======== 原文資料

上籾みろく農場協議会について

久米南町上籾地区

日本の原風景を色濃くとどめる里山

岡山県久米南町は、岡山県のほぼ中央に位置する人口4,769人(2020年)、県庁所在地の岡山市から北へ約40キロメートル、広域市町村圏の中核都市である津山市からは、南へ約20キロメートル、町の中心部を南北に国道53号とJR津山線が通っています。主な産業は、米作を中心とする農業。ぶどう、ゆず、野菜などの生産も盛んです。

その久米南町の北部に位置する上籾地区は、開村1300年以上、農村文化が色濃い「日本の棚田百選」に認定された棚田で知られている典型的な中山間地域(里山)です。
(総面積は3平方キロ弱、50戸、106人ほど)

この地区の棚田と周辺の四季折々の景観を楽しむために、県内外から久南町を訪れる「棚田ファン」も多くいたのですが、近年久米南町は、岡山県内 1位の高齢化率44.3% (2000年 10 月時点、「岡山県の高齢者(65歳以上)の市町村別状況」より)を記録し、高齢化や人口減少が大きな課題となっており、限界集落から消滅に向かっています。
また、上初地区 の棚田で耕作放棄地が目立つなど、地域の共有資産である里山の維持が困難になりつつあります。

================

課題の内容 1:
下の一覧から、「below」という語を含む行をすべて書き出してください。

======== 元データ

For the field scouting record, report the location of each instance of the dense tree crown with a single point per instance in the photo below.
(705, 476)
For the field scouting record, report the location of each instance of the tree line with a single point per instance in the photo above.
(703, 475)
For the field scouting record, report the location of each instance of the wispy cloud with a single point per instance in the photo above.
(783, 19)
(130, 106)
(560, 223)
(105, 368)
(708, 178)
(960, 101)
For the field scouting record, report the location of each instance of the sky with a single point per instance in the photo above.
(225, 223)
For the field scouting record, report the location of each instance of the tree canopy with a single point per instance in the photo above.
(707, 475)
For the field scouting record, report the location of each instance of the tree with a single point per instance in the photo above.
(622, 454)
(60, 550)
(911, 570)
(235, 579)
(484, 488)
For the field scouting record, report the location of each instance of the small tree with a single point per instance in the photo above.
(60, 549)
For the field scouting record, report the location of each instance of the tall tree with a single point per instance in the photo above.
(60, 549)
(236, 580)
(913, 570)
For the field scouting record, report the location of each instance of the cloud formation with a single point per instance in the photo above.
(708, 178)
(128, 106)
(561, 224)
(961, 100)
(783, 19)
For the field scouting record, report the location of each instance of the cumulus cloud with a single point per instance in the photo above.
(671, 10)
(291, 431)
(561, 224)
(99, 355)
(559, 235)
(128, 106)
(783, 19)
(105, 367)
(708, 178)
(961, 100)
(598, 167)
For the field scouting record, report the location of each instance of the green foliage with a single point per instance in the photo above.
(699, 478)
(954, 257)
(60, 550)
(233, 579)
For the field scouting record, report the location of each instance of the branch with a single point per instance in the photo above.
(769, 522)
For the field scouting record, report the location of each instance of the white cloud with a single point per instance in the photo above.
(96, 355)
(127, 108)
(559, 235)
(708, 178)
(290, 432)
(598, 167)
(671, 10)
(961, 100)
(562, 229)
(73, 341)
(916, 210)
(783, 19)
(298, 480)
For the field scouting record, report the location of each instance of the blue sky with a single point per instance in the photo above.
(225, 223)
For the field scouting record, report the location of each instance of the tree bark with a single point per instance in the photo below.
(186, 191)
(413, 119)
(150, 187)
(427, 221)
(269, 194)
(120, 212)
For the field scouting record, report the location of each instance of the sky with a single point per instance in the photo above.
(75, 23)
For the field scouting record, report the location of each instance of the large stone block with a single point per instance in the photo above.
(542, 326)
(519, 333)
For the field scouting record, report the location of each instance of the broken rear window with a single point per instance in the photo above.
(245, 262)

================

課題の内容 2:
上籾地区についての文章を二文で要約してください。

解答全文 1:
For the field scouting record, report the location of each instance of the dense tree crown with a single point per instance in the photo below.
For the field scouting record, report the location of each instance of the tree bark with a single point per instance in the photo below.

解答全文 2:
岡山県のほぼ中央にある久米南町は米作を中心とする農業が主な産業で、町の北部にある上籾地区は「日本の棚田百選」に認定された棚田で知られる中山間地域です。しかし町では高齢化や人口減少が大きな課題となっており、棚田で耕作放棄地が目立つなど、地域の共有資産である里山の維持が困難になりつつあります。